Provided passage>

Erik: How unified is the patent law globally? I mean, I know you're based in Boston, so you're probably working with a lot of the American technology companies. What does this look like in other parts of the world?

Robert: Well, you know, the law as it's applied to software has been pretty varied around the world over the years. I'd say there's been some degree of unification of patent laws that applies to software over the last 10 years. But of course, AI now has thrown things into a bit of turmoil in the last couple of years, and there's now a lot of variability in how it's being handled. Most of the major countries and regions have started to address it. But yeah, there's a lot of variability. It's causing people to sometimes make decisions now about where to pursue patent protection for AI based on where it's most easy to get patents. But what's difficult about that is, the law is changing pretty rapidly. Because it can take a few years to get a patent. It's a tough bet to file a patent application now where it's easy to obtain a patent and be confident that the same is going to be true when you're at the end of the process, you know. It might be getting more difficult in that country or the opposite. It might be that you avoid filing somewhere where it's difficult to obtain AI patents now. But maybe in two or three years, it will become easy.

Erik: Okay. Great. Well, that gives us a good foundation for understanding the basis of patent law for AI. Let's then talk to the second use case which is, your AI is creating innovations for you and you then want to patent those innovations. I guess there could be the extreme case where the AI is basically running the whole innovation process itself, and then the less extreme case where you come up with some percentage. You say this is 50% human, 50% AI or plus or minus. How does the law look at that scenario?

Dataset listing>

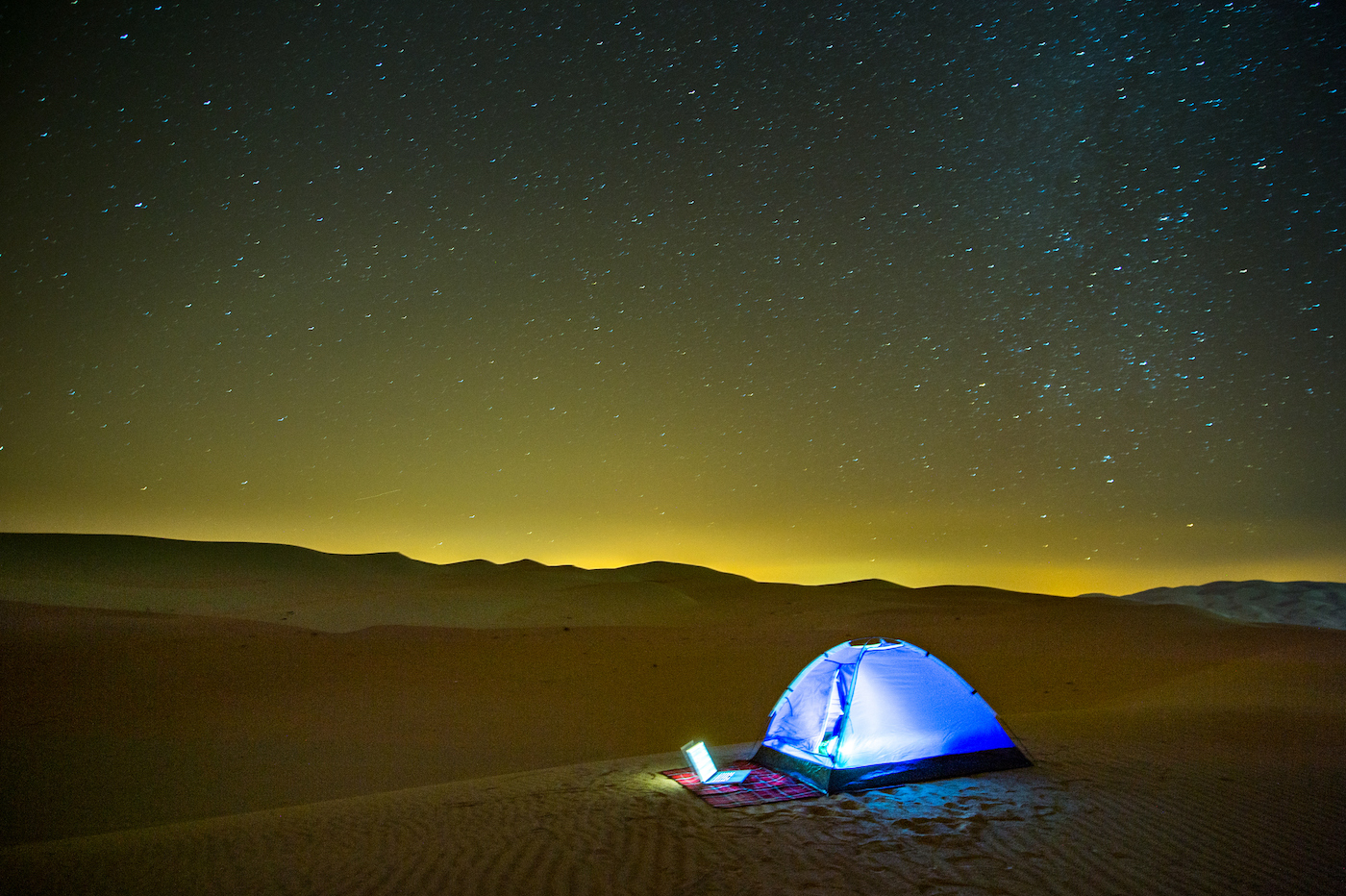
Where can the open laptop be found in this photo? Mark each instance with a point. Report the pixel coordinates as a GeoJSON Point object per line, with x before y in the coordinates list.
{"type": "Point", "coordinates": [699, 758]}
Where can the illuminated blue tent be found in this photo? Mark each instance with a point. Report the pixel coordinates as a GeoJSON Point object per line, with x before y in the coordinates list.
{"type": "Point", "coordinates": [872, 713]}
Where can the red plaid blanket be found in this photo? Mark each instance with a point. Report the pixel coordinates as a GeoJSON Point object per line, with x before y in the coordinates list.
{"type": "Point", "coordinates": [762, 785]}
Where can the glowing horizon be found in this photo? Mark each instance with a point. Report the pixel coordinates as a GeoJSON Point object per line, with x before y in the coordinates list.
{"type": "Point", "coordinates": [1045, 302]}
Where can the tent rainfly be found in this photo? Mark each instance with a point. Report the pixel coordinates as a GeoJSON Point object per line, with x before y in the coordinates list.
{"type": "Point", "coordinates": [874, 713]}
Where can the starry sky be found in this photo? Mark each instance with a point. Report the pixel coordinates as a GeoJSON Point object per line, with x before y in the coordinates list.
{"type": "Point", "coordinates": [1030, 295]}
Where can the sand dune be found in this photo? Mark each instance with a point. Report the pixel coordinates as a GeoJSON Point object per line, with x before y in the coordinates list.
{"type": "Point", "coordinates": [205, 747]}
{"type": "Point", "coordinates": [1291, 603]}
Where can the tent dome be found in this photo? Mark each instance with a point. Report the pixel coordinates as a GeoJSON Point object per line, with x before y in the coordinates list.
{"type": "Point", "coordinates": [878, 711]}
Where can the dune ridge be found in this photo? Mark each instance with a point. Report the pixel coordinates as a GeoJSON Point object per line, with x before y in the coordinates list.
{"type": "Point", "coordinates": [268, 720]}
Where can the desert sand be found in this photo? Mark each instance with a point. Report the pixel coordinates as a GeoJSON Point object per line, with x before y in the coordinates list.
{"type": "Point", "coordinates": [258, 718]}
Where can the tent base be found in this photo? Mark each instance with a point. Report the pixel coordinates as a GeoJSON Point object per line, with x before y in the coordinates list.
{"type": "Point", "coordinates": [835, 781]}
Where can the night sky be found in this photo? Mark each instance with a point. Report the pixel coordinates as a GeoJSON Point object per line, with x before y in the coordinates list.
{"type": "Point", "coordinates": [1023, 295]}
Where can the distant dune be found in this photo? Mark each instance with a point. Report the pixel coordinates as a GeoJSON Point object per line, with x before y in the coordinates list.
{"type": "Point", "coordinates": [262, 718]}
{"type": "Point", "coordinates": [1289, 603]}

List of tasks>
A. Duplicate the part of the patent interview that opens with the words containing "Erik: Okay. Great." and closes with "at that scenario?".
B. In the patent interview, over what period does Robert say patent laws applying to software have seen some unification?
Nothing in the listing is needed here.

Solutions to the tasks>
A.
Erik: Okay. Great. Well, that gives us a good foundation for understanding the basis of patent law for AI. Let's then talk to the second use case which is, your AI is creating innovations for you and you then want to patent those innovations. I guess there could be the extreme case where the AI is basically running the whole innovation process itself, and then the less extreme case where you come up with some percentage. You say this is 50% human, 50% AI or plus or minus. How does the law look at that scenario?

B. Over the last 10 years.